*Aim of the task:*
Put every line of the records below into a Markdown table with two columns, No. and Line, numbering the rows in order. Omit blank lines, and leave the pictures out of the table.

[Entries from a point annotation set]
******

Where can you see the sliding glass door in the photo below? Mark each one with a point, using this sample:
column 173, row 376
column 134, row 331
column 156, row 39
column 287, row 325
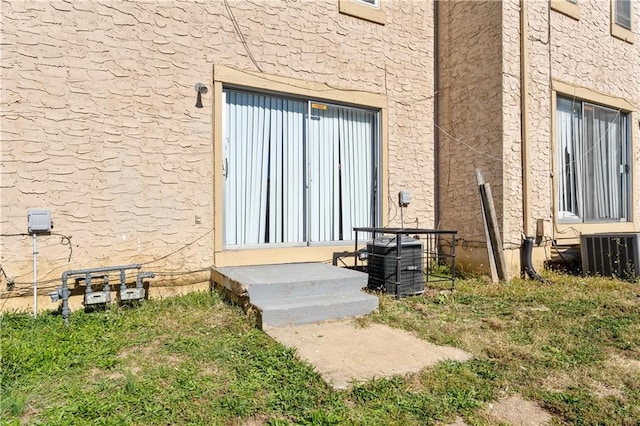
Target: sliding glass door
column 297, row 171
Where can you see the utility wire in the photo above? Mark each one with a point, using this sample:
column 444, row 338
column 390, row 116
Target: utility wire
column 180, row 249
column 236, row 27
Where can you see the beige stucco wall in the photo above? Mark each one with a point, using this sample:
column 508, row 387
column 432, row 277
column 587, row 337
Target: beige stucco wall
column 480, row 106
column 99, row 124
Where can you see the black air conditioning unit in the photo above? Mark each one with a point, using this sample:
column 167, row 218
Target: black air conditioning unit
column 382, row 264
column 611, row 254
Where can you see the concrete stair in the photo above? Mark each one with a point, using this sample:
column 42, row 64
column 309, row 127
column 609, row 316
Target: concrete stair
column 299, row 293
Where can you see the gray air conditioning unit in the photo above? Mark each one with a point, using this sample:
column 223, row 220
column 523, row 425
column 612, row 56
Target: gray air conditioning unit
column 382, row 261
column 611, row 254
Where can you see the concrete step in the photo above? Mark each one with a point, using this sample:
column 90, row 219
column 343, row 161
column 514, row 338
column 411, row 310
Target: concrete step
column 290, row 281
column 310, row 309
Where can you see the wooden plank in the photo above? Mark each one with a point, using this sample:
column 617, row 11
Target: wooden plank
column 490, row 252
column 494, row 232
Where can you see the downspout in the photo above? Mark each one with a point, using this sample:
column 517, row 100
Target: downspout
column 436, row 115
column 524, row 122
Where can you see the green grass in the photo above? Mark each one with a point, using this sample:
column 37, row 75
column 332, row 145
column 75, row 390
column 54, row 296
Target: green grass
column 571, row 345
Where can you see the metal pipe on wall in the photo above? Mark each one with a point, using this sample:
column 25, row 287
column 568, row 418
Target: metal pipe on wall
column 524, row 122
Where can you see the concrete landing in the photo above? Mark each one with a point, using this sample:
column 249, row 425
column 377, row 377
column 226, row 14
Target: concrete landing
column 343, row 353
column 298, row 293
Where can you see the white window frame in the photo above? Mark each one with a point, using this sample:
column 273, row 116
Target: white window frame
column 373, row 3
column 616, row 8
column 580, row 153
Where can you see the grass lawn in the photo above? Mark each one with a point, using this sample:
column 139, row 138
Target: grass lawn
column 572, row 345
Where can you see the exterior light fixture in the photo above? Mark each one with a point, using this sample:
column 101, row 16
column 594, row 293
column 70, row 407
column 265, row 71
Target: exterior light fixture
column 201, row 89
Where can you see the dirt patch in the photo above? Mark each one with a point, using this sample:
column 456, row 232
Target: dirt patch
column 135, row 357
column 516, row 411
column 604, row 391
column 625, row 363
column 458, row 422
column 96, row 374
column 342, row 352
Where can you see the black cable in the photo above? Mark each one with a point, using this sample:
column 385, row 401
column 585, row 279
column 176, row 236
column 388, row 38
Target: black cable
column 180, row 249
column 65, row 240
column 236, row 27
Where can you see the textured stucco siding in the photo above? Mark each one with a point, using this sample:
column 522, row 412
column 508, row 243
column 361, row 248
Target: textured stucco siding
column 585, row 54
column 480, row 111
column 470, row 99
column 99, row 124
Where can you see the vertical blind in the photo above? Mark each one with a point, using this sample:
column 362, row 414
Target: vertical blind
column 593, row 160
column 623, row 13
column 296, row 171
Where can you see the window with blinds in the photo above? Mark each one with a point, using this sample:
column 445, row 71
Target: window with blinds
column 297, row 171
column 593, row 162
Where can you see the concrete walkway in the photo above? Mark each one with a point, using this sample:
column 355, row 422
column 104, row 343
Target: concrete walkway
column 343, row 353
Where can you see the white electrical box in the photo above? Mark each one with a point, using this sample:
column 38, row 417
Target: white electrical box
column 132, row 294
column 404, row 198
column 39, row 221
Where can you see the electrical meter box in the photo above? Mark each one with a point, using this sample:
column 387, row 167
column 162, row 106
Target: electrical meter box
column 404, row 198
column 39, row 221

******

*Written reply:*
| No. | Line |
|---|---|
| 1 | Where can you see the sliding glass door in the photo below? Mark each one with a point, using this sample: |
| 2 | column 173, row 376 |
| 3 | column 134, row 331 |
| 4 | column 156, row 39 |
| 5 | column 287, row 325 |
| 6 | Target: sliding glass door |
| 7 | column 297, row 171 |
| 8 | Where can you see the utility wire in the photo above? Mark each one with a point, using this sample: |
| 9 | column 444, row 338 |
| 10 | column 390, row 116 |
| 11 | Target: utility wire |
| 12 | column 180, row 249 |
| 13 | column 236, row 27 |
| 14 | Where can you see the beige stucco wall in the photo above? Mark each one with a point, using this sample: |
| 15 | column 508, row 387 |
| 16 | column 432, row 277 |
| 17 | column 587, row 337 |
| 18 | Target: beige stucco wall |
| 19 | column 480, row 106 |
| 20 | column 99, row 124 |
| 21 | Where can you see the black air conditioning unit in the photo above? Mark each one with a point, using this sample: |
| 22 | column 167, row 218 |
| 23 | Target: black air conditioning unit |
| 24 | column 382, row 264 |
| 25 | column 611, row 254 |
| 26 | Where can you see the concrete stair in the photo above? Mark each one with a point, using this sample: |
| 27 | column 42, row 64 |
| 28 | column 309, row 127 |
| 29 | column 609, row 316 |
| 30 | Target: concrete stair |
| 31 | column 299, row 293 |
| 32 | Where can you see the gray air conditioning unit in the photo above? Mark each one with a point, using this sample: |
| 33 | column 223, row 220 |
| 34 | column 523, row 425 |
| 35 | column 612, row 56 |
| 36 | Target: gray air conditioning unit |
| 37 | column 382, row 261 |
| 38 | column 611, row 254 |
| 39 | Where can you see the concrete step in the photo above? Mark each one with a point, using this sample: |
| 40 | column 90, row 219 |
| 41 | column 343, row 161 |
| 42 | column 514, row 338 |
| 43 | column 411, row 310 |
| 44 | Target: concrete step |
| 45 | column 290, row 281 |
| 46 | column 310, row 309 |
| 47 | Where can you see the wooden plank in the photo above? Mark each one with a point, using this sample: |
| 48 | column 617, row 11 |
| 49 | Target: wooden plank |
| 50 | column 490, row 252 |
| 51 | column 494, row 232 |
| 52 | Where can you see the downspout in the photo above? Mark each one with a point, using this sample: |
| 53 | column 517, row 100 |
| 54 | Target: downspout |
| 55 | column 436, row 115 |
| 56 | column 524, row 122 |
| 57 | Where can you see the green grass in the photo above? Mark each one with a point, using this sample: |
| 58 | column 37, row 75 |
| 59 | column 332, row 145 |
| 60 | column 75, row 390 |
| 61 | column 54, row 296 |
| 62 | Target: green grass |
| 63 | column 571, row 345 |
| 64 | Where can you see the metal pipe on wall in the photo above? Mark each one with a point, using this sample: |
| 65 | column 25, row 287 |
| 66 | column 568, row 418 |
| 67 | Target: metal pipe on wall |
| 68 | column 524, row 122 |
| 69 | Where can you see the concrete landing in the photo above? Mark each one with a point, using this sample: |
| 70 | column 249, row 425 |
| 71 | column 377, row 377 |
| 72 | column 226, row 14 |
| 73 | Target: concrete landing |
| 74 | column 343, row 353 |
| 75 | column 298, row 293 |
| 76 | Where can you see the white window frame in the photo above? Mark each one with a point, using this sample: |
| 77 | column 273, row 116 |
| 78 | Target: white window frame |
| 79 | column 373, row 3 |
| 80 | column 616, row 8 |
| 81 | column 580, row 153 |
| 82 | Where can you see the grass lawn in the photo above? Mark each one with a point, using this sample: |
| 83 | column 139, row 138 |
| 84 | Target: grass lawn |
| 85 | column 572, row 345 |
| 86 | Where can you see the exterior light fixture in the photo above? Mark each one with a point, using this sample: |
| 87 | column 101, row 16 |
| 88 | column 594, row 293 |
| 89 | column 70, row 407 |
| 90 | column 265, row 71 |
| 91 | Target: exterior light fixture |
| 92 | column 201, row 89 |
| 93 | Where can you see the dirt patch in the photo above? Mark each one with a point, using this sample: |
| 94 | column 456, row 232 |
| 95 | Target: dirt patch |
| 96 | column 135, row 357 |
| 97 | column 516, row 411 |
| 98 | column 604, row 391 |
| 99 | column 625, row 363 |
| 100 | column 458, row 422 |
| 101 | column 96, row 374 |
| 102 | column 342, row 352 |
| 103 | Where can you see the black cable in the photo above? Mark each one with a point, using this sample: |
| 104 | column 385, row 401 |
| 105 | column 585, row 279 |
| 106 | column 176, row 236 |
| 107 | column 388, row 38 |
| 108 | Target: black cable |
| 109 | column 180, row 249 |
| 110 | column 65, row 240 |
| 111 | column 236, row 27 |
| 112 | Where can you see the textured stucco siding in the photo above? Mark each one with a point, using this sample: |
| 113 | column 522, row 412 |
| 114 | column 508, row 243 |
| 115 | column 361, row 248 |
| 116 | Target: textured stucco siding |
| 117 | column 585, row 54 |
| 118 | column 480, row 111 |
| 119 | column 470, row 99 |
| 120 | column 99, row 124 |
| 121 | Where can you see the vertical blind in the photo above? Mark each one with a point, using this sample: |
| 122 | column 362, row 414 |
| 123 | Target: vertical blind |
| 124 | column 593, row 160 |
| 125 | column 623, row 13 |
| 126 | column 296, row 171 |
| 127 | Where can you see the window with blinds in the photo above? Mark each one with a point, using this sample: |
| 128 | column 445, row 71 |
| 129 | Target: window with blinds |
| 130 | column 297, row 171 |
| 131 | column 593, row 162 |
| 132 | Where can you see the concrete walkway in the photo above? Mark each one with a point, using this sample: |
| 133 | column 355, row 422 |
| 134 | column 104, row 343 |
| 135 | Target: concrete walkway |
| 136 | column 343, row 353 |
| 137 | Where can you see the white electrical box in the photo above? Mark each one with a point, using this sample: |
| 138 | column 38, row 417 |
| 139 | Target: white electrical box |
| 140 | column 132, row 294 |
| 141 | column 404, row 198 |
| 142 | column 39, row 221 |
| 143 | Where can you see the electrical meter box in the photo above? Mark each one with a point, using this sample: |
| 144 | column 387, row 167 |
| 145 | column 162, row 106 |
| 146 | Target: electrical meter box |
| 147 | column 404, row 198 |
| 148 | column 39, row 221 |